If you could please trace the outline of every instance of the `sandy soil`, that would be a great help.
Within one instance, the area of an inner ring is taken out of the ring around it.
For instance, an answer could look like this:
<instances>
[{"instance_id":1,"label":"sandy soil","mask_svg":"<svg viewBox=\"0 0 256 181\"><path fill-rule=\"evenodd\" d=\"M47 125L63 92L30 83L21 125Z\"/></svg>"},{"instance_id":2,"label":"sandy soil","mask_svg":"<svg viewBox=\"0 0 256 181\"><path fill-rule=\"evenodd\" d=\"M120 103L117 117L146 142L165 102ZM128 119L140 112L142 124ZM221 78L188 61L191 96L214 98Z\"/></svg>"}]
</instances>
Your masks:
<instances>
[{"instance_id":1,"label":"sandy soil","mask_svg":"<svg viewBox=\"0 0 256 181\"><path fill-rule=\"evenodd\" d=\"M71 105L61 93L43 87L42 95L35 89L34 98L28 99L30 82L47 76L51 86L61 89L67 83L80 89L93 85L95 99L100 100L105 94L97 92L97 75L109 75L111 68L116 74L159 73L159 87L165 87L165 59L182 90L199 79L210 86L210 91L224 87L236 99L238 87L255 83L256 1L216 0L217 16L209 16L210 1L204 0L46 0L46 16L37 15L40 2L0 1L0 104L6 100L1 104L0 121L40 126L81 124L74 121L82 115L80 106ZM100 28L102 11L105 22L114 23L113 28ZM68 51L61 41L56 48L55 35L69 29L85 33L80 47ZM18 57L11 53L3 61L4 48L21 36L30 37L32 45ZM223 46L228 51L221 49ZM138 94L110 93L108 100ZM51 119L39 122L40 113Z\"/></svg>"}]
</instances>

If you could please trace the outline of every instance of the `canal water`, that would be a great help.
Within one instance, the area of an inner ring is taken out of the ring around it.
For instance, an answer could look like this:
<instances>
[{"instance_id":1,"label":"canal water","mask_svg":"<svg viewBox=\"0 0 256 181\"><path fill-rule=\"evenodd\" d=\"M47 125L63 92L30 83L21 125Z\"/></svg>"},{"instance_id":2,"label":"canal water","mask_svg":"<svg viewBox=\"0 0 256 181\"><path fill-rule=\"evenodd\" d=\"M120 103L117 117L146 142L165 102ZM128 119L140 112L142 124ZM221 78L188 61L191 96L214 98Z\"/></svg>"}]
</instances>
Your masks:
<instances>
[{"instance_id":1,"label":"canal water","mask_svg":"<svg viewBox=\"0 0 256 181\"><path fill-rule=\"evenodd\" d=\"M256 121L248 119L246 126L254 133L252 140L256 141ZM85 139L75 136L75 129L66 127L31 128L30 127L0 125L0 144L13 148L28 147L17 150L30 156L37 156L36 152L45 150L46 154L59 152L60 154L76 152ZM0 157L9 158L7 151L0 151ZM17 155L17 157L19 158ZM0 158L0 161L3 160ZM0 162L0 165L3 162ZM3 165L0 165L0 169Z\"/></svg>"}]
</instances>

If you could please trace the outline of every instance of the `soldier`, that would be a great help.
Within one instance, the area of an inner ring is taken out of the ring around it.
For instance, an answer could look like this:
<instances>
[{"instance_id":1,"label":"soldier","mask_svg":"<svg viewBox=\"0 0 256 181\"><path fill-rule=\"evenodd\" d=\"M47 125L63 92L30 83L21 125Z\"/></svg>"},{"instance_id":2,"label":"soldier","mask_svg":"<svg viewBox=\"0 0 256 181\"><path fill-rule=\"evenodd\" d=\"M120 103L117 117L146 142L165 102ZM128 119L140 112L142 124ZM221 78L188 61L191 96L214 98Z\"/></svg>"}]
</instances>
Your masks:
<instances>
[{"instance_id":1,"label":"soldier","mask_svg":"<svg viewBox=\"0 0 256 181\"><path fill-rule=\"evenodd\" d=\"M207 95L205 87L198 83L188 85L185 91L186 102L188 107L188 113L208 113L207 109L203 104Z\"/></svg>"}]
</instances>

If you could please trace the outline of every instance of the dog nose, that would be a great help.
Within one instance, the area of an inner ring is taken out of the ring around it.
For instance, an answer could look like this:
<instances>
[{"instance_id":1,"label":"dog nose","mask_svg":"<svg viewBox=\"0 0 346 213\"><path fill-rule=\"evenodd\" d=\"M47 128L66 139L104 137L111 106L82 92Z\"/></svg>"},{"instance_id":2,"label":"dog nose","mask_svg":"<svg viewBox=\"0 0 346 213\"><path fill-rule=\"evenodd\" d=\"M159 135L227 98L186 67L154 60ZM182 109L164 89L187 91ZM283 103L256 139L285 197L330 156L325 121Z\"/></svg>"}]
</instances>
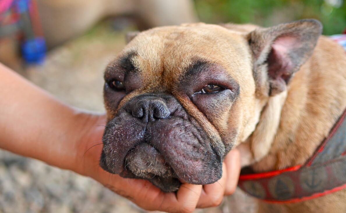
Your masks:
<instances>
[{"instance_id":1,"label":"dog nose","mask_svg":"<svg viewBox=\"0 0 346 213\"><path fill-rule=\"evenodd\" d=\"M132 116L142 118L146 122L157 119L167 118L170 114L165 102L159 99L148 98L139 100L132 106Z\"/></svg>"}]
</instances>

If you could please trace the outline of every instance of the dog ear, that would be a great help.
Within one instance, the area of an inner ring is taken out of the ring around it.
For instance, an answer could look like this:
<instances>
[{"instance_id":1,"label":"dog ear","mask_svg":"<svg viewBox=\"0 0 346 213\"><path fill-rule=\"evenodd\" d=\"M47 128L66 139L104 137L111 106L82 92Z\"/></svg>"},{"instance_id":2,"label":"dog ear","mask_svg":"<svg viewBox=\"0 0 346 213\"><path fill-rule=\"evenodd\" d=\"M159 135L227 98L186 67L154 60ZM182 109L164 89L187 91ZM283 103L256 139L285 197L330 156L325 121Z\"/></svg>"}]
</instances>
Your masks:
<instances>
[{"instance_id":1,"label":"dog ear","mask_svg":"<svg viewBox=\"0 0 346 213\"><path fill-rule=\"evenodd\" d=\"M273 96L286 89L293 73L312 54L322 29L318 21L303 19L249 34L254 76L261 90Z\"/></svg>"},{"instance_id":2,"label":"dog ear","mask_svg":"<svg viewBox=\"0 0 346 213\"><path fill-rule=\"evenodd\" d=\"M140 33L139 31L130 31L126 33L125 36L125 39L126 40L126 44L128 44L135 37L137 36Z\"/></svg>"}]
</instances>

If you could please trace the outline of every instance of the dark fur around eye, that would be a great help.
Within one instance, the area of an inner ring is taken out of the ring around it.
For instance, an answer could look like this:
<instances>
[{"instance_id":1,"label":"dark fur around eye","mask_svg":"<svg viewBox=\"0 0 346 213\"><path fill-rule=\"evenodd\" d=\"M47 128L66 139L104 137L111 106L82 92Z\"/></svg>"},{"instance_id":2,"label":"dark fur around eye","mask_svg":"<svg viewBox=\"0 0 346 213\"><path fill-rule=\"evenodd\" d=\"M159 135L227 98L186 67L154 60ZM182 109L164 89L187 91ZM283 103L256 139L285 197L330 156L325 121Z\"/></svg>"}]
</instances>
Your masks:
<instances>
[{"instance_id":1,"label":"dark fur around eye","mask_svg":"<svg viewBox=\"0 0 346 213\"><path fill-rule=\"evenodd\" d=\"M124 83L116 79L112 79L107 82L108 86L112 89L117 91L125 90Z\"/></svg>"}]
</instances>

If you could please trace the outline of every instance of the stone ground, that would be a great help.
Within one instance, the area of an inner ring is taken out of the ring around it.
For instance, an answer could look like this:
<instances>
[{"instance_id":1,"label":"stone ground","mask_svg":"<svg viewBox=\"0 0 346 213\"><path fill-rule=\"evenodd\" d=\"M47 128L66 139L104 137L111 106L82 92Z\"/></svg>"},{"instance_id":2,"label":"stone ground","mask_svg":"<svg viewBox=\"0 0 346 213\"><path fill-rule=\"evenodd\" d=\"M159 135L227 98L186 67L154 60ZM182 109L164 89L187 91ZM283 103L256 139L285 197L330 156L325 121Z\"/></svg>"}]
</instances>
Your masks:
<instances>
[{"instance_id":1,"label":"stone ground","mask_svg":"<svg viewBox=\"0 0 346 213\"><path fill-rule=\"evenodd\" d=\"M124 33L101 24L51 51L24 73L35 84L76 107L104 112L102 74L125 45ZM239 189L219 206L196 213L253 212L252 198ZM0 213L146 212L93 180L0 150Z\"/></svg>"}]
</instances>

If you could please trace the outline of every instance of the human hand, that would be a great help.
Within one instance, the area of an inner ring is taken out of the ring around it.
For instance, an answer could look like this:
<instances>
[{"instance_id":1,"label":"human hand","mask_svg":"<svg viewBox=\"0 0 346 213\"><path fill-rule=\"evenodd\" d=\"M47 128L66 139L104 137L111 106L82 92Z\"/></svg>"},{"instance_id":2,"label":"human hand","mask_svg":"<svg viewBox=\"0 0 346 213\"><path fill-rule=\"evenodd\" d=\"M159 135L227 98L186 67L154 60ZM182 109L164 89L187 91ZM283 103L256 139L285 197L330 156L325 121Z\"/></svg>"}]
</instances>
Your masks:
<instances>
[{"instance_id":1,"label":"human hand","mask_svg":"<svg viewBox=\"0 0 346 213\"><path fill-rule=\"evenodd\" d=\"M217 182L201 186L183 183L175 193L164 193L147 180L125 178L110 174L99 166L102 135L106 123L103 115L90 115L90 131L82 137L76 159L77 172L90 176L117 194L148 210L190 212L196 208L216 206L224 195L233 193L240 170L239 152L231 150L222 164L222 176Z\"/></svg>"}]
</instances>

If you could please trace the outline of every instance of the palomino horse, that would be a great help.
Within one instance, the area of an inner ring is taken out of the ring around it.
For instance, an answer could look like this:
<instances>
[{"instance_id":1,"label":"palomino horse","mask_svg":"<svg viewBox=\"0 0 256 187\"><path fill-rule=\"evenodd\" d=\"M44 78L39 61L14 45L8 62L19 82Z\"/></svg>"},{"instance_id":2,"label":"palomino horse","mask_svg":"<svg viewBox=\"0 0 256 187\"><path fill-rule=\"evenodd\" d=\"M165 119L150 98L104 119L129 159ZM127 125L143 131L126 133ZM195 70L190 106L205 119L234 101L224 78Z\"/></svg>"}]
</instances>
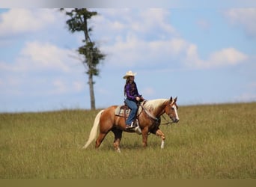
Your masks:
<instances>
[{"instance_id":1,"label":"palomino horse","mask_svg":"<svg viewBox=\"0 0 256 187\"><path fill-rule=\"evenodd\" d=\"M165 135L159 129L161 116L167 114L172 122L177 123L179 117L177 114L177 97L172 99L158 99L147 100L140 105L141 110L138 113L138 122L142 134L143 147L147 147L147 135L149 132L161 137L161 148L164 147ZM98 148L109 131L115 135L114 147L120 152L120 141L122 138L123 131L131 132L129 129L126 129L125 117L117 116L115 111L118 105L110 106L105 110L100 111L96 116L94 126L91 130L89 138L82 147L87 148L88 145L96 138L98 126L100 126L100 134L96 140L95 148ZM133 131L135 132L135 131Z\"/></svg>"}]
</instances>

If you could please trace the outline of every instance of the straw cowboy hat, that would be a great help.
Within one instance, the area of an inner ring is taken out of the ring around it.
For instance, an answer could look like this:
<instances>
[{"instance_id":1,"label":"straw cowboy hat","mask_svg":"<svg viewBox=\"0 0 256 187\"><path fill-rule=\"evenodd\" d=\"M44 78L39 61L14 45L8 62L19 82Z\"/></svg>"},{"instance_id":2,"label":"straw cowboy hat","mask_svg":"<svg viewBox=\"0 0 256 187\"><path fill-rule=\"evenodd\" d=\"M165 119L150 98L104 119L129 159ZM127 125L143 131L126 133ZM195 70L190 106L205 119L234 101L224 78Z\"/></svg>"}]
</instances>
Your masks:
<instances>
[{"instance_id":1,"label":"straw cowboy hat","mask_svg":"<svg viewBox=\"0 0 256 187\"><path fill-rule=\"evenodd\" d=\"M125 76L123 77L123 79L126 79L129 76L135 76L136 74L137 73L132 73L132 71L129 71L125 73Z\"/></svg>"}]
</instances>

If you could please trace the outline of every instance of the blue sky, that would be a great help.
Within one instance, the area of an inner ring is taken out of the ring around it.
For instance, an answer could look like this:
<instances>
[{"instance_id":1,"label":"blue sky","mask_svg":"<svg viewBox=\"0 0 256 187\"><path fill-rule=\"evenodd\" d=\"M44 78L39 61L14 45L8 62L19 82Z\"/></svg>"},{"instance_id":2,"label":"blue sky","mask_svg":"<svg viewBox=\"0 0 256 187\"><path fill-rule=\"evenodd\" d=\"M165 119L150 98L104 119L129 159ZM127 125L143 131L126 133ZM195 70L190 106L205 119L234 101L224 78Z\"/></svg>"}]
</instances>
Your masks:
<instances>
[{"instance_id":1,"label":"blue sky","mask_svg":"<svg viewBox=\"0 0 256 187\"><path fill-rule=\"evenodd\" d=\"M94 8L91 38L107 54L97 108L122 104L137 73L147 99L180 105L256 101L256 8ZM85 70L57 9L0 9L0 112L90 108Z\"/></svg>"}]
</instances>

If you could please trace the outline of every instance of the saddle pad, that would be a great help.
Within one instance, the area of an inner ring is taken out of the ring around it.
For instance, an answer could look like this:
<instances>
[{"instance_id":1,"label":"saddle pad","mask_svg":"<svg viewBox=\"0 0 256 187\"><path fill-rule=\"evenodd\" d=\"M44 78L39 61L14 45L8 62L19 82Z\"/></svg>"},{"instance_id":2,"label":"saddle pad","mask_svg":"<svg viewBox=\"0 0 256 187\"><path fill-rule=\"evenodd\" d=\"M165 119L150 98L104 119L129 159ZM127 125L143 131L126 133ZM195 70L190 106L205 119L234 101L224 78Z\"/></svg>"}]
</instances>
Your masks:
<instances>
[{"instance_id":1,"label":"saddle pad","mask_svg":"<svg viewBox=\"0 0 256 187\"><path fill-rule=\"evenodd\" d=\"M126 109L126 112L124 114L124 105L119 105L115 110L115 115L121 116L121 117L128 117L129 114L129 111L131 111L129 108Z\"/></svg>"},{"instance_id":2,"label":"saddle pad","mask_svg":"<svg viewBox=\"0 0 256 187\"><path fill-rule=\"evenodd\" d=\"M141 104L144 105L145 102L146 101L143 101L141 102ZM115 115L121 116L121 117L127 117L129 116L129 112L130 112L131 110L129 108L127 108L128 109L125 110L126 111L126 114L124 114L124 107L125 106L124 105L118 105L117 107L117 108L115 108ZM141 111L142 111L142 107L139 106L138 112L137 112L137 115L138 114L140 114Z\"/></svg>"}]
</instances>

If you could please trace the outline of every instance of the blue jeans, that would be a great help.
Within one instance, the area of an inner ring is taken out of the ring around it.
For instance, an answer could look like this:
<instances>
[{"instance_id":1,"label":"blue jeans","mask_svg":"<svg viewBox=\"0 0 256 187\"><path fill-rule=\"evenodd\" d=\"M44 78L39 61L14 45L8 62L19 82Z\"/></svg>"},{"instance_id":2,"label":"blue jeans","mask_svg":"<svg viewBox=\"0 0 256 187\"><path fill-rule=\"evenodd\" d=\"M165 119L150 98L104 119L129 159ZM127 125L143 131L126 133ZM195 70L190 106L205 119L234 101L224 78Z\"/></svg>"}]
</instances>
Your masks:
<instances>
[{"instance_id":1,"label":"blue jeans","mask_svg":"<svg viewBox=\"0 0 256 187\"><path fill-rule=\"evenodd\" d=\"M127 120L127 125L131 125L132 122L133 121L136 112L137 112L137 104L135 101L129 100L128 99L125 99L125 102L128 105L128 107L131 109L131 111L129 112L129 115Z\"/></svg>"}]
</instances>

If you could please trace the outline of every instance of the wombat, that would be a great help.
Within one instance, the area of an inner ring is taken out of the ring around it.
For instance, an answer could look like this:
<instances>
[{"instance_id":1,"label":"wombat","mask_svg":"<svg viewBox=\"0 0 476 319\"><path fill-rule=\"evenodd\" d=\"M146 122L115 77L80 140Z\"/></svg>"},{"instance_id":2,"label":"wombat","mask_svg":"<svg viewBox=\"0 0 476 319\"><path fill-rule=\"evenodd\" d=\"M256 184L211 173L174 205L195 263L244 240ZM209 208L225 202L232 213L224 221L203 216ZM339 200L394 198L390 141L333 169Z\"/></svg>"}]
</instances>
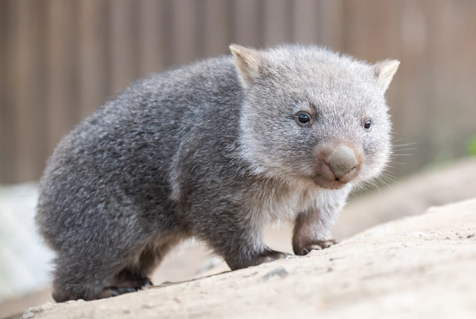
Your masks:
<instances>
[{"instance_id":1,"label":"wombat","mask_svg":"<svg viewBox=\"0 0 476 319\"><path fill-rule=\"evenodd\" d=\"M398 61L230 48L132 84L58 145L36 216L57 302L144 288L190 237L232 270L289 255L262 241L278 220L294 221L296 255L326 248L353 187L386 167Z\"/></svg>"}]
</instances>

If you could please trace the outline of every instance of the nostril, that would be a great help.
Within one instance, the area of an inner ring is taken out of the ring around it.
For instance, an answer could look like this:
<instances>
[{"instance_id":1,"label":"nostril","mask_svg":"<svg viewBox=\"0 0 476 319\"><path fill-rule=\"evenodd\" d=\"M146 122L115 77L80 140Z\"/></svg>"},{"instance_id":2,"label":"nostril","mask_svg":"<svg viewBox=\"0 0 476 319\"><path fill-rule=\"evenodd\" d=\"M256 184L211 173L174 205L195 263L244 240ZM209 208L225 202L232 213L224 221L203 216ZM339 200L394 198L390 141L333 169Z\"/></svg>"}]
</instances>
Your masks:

********************

:: Task statement ::
In the entries above, find the line containing "nostril, that would be a great help.". Set down that line and every line after it through the last one, exactly and alone.

:: Finished task ::
If you could please trace the outline of every instance of the nostril, that would be a great help.
Within one instance, the area of an inner ring is taken out of the ring around it.
For instance, an answer could look like this:
<instances>
[{"instance_id":1,"label":"nostril","mask_svg":"<svg viewBox=\"0 0 476 319\"><path fill-rule=\"evenodd\" d=\"M146 122L115 77L80 140Z\"/></svg>"},{"instance_id":2,"label":"nostril","mask_svg":"<svg viewBox=\"0 0 476 319\"><path fill-rule=\"evenodd\" d=\"M256 184L211 173L174 205L195 263L244 240ZM209 208L225 202L232 213L224 221L203 216ZM339 200L394 198L390 141L333 169Z\"/></svg>"}]
</instances>
Your masks:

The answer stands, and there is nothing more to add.